== WHAT YOU HAVE TO DO ==
Repeat the full listing, word for word.

== MATERIAL SUPPLIED ==
==============================

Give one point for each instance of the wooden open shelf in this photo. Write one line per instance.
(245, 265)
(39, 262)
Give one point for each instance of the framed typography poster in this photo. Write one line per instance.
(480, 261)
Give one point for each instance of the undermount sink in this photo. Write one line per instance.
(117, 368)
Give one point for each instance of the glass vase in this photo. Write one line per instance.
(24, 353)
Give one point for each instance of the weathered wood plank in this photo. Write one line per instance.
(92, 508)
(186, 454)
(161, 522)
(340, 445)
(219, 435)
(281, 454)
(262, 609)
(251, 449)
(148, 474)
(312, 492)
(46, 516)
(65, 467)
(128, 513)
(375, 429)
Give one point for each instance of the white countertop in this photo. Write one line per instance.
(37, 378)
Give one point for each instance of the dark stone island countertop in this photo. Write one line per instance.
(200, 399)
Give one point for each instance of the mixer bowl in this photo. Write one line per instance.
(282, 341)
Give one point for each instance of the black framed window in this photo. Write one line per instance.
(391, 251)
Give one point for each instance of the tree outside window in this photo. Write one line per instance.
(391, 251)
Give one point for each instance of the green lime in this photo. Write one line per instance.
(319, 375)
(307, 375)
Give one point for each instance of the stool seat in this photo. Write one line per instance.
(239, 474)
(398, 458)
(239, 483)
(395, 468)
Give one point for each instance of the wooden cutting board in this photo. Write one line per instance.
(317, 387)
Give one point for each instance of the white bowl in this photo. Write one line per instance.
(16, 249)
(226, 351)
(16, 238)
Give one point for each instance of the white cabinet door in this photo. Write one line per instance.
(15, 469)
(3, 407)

==============================

== WRITTEN SOLUTION ==
Give one point for each instance of the wooden open shelf in this photo. Write one line per instance.
(245, 265)
(39, 262)
Give one point for each instance of the framed typography poster in this photo. Write one line per instance.
(480, 261)
Give one point for each instance of the undermount sink in this photo. Write one line per instance.
(117, 368)
Give one point for each instance of the glass vase in this photo. Write one line per instance.
(24, 353)
Give one point for each instance of the weathered wood plank in this photo. Write one line per instance.
(92, 508)
(186, 454)
(161, 522)
(340, 445)
(219, 435)
(281, 454)
(262, 609)
(251, 449)
(148, 474)
(312, 492)
(46, 516)
(65, 467)
(128, 513)
(375, 429)
Give one point for each instance of the white countertop in this photo. Write one line per instance.
(37, 378)
Give one point for each instance of the dark stone island countertop in this photo. Write one line per instance.
(200, 399)
Give one point for each instance of the mixer bowl in this photo. Write one line per instance.
(282, 341)
Give one point for each instance of the black framed window in this photo. Write one line per instance.
(391, 251)
Give one point for each instance of the tree outside window in this photo. Write one line per instance.
(391, 251)
Give one point for each instance of the green lime in this photo. Write one line per instance.
(319, 375)
(307, 375)
Give one point for each instance of the stool seat in this photo. Write one line per instance.
(239, 474)
(398, 458)
(239, 483)
(395, 468)
Give one point for each instance of the wooden cutting board in this photo. Write one line per instance.
(317, 387)
Give one point for each instance of the white bowl in this photo. Write one line per instance.
(16, 249)
(226, 351)
(16, 238)
Give one point for each instance of the white cabinet door in this photo. Write one line per instance.
(15, 469)
(3, 407)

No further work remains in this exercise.